— Task prompt —
Rewrite the lines between the one containing "the green grass" and the one containing "Target: green grass slope", inclusive, as a Markdown table with columns n and Line, numbering each row and leaving out blank lines.

A block of data
.....
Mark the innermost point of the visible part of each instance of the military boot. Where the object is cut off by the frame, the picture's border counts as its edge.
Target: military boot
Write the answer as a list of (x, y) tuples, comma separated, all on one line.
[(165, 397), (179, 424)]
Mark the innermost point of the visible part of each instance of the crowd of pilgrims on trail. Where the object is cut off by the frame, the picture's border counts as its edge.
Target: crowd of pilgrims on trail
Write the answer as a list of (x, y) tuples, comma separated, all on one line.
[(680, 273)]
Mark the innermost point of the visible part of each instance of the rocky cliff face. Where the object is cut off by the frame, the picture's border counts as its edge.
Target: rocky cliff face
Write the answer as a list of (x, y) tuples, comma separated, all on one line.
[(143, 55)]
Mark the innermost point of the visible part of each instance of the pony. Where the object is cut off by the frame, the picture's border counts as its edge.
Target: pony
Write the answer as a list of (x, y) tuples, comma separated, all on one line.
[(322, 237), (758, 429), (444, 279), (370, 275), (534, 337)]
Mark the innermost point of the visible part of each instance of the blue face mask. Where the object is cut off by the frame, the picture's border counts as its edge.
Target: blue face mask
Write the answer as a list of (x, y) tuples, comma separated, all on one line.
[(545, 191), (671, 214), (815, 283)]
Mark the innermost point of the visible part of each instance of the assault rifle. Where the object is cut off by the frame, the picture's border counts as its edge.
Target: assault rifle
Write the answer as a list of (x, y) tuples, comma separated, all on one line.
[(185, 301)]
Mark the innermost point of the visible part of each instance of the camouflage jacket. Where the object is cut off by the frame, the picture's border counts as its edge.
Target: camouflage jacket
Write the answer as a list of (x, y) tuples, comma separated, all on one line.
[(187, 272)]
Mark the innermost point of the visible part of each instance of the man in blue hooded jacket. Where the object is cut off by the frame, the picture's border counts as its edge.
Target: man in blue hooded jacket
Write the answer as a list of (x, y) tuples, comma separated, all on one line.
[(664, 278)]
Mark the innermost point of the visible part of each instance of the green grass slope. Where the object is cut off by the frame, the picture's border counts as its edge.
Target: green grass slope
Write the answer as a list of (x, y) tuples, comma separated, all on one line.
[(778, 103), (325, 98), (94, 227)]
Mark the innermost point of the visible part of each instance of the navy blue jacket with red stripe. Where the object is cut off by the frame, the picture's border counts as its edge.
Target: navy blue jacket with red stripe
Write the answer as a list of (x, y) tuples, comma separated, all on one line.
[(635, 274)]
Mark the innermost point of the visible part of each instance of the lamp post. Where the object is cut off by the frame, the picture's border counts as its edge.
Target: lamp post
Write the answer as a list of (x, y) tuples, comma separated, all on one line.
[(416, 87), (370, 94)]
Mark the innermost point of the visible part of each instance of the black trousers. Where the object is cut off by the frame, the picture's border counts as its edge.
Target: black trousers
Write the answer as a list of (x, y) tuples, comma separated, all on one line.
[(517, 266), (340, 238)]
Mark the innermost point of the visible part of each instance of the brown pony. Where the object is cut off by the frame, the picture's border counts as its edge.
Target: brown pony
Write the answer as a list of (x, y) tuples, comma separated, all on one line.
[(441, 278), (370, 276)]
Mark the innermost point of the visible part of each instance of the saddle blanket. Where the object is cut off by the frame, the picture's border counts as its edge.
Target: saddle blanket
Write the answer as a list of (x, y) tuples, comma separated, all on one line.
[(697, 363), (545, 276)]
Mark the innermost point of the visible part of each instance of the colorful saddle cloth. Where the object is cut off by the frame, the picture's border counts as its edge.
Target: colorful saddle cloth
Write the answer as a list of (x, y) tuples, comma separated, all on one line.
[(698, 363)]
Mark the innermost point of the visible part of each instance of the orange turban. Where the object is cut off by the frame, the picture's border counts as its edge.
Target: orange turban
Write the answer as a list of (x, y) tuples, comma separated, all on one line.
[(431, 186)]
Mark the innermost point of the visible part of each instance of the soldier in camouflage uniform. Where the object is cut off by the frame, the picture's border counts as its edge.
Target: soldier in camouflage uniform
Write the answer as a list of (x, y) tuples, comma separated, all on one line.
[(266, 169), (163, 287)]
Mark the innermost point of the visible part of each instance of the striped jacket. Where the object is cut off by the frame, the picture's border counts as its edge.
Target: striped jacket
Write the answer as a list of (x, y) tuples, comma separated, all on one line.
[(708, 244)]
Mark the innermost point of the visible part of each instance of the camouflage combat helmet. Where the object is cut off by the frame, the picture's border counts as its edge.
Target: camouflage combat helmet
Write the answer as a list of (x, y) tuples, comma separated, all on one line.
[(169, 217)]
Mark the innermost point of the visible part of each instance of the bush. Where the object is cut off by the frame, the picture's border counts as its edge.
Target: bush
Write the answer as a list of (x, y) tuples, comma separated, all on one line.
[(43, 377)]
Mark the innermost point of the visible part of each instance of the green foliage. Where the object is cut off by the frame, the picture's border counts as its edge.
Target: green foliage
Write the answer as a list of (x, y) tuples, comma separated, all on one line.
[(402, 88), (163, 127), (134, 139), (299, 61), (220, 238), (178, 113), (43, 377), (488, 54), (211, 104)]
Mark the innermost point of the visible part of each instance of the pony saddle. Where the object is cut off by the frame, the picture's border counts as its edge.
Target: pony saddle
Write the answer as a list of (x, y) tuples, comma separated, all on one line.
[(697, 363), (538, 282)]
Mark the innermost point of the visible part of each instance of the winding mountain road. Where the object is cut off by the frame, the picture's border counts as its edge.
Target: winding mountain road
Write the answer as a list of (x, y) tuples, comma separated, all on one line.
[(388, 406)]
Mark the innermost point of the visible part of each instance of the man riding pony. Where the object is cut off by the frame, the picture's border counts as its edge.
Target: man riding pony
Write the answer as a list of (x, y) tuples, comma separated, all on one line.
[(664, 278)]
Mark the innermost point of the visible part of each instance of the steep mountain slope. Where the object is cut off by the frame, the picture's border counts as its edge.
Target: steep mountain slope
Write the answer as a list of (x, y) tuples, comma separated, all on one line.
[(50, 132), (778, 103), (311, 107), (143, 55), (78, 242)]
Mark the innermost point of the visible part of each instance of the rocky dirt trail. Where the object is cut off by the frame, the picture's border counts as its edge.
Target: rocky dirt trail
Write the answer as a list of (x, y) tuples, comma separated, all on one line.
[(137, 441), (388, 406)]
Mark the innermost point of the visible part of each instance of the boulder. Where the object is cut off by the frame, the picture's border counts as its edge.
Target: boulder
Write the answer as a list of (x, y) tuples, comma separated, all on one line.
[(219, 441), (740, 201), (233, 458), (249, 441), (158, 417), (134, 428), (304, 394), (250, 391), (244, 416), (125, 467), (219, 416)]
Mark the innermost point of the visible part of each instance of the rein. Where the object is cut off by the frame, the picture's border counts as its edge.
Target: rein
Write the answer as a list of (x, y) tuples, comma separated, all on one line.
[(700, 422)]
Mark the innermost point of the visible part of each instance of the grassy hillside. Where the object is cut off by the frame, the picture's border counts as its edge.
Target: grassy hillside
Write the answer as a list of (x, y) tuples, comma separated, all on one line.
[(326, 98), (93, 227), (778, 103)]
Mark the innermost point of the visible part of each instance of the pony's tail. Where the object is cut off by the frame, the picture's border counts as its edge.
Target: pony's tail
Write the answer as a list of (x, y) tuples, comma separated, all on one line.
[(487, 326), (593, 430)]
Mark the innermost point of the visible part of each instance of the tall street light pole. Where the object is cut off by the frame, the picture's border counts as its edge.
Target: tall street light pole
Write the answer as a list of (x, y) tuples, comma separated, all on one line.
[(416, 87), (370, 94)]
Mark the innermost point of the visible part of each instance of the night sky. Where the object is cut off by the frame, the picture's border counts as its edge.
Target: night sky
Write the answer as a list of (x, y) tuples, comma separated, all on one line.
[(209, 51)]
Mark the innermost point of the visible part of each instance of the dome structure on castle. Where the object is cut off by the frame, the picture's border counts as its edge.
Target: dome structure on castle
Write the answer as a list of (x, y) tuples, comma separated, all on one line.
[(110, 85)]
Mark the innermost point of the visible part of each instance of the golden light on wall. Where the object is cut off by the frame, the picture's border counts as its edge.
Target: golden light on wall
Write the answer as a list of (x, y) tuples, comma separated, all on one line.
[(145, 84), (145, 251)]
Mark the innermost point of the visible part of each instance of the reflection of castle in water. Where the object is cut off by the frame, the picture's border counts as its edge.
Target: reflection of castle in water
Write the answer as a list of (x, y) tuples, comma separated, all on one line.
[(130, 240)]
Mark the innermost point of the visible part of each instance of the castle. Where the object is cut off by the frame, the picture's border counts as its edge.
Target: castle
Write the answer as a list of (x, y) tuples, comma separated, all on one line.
.....
— Exercise result —
| n | Line |
|---|---|
| 1 | Mark the innermost point of the visible part of each instance of the green grass slope. Where the object is cut off by the frame, the picture's border counts as its edge. |
| 2 | Target: green grass slope |